▶ [WHAT IS NEEDED]:
Give each line of the records again exactly and omit every picture.

(Photo-based referring expression data)
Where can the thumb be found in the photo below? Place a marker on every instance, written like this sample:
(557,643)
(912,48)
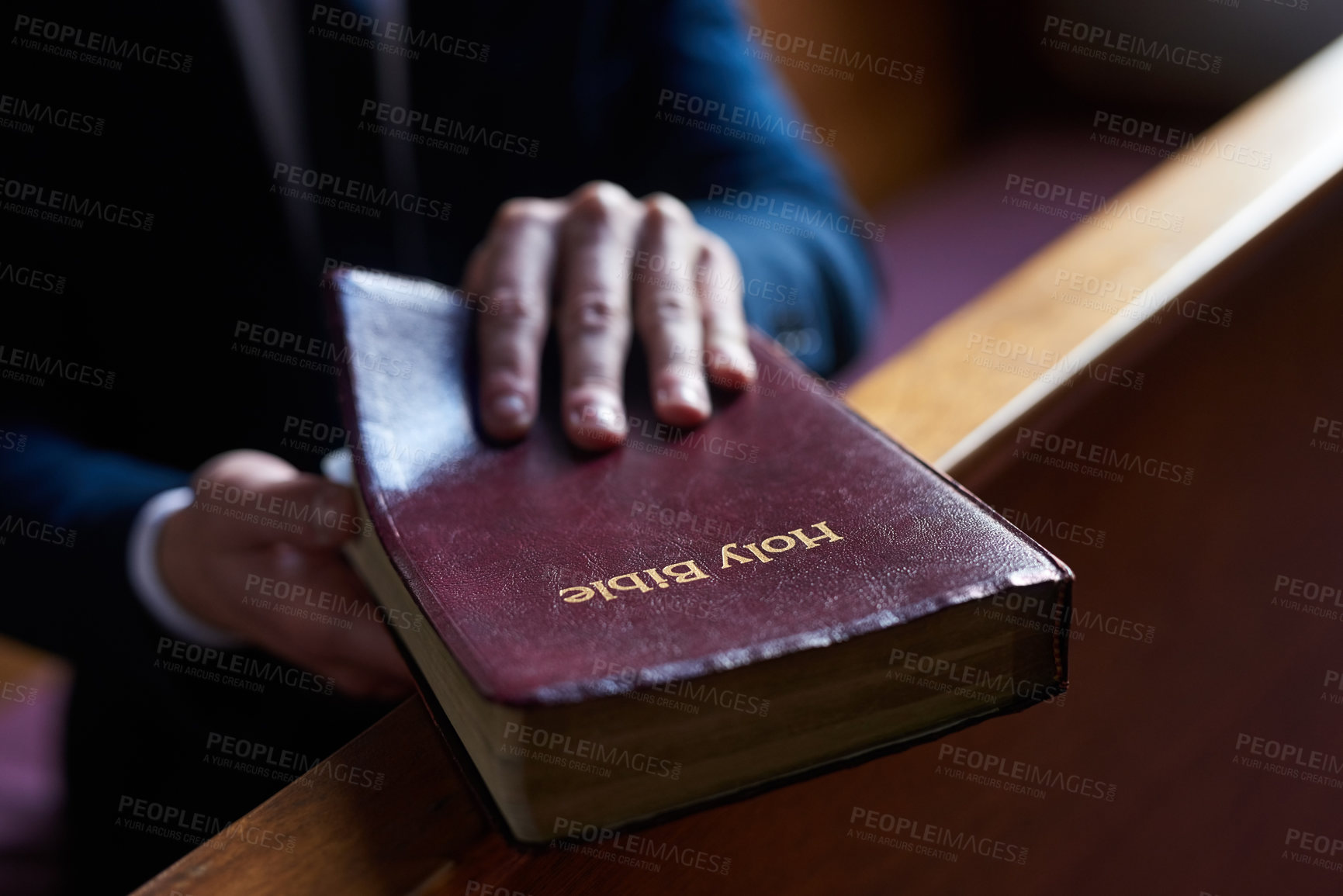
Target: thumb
(265,500)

▶ [THE COMPLETED TASK]:
Where can the thumb be found in the photo below? Place a marker on every instance, written like this sample:
(557,643)
(912,48)
Target: thumb
(265,500)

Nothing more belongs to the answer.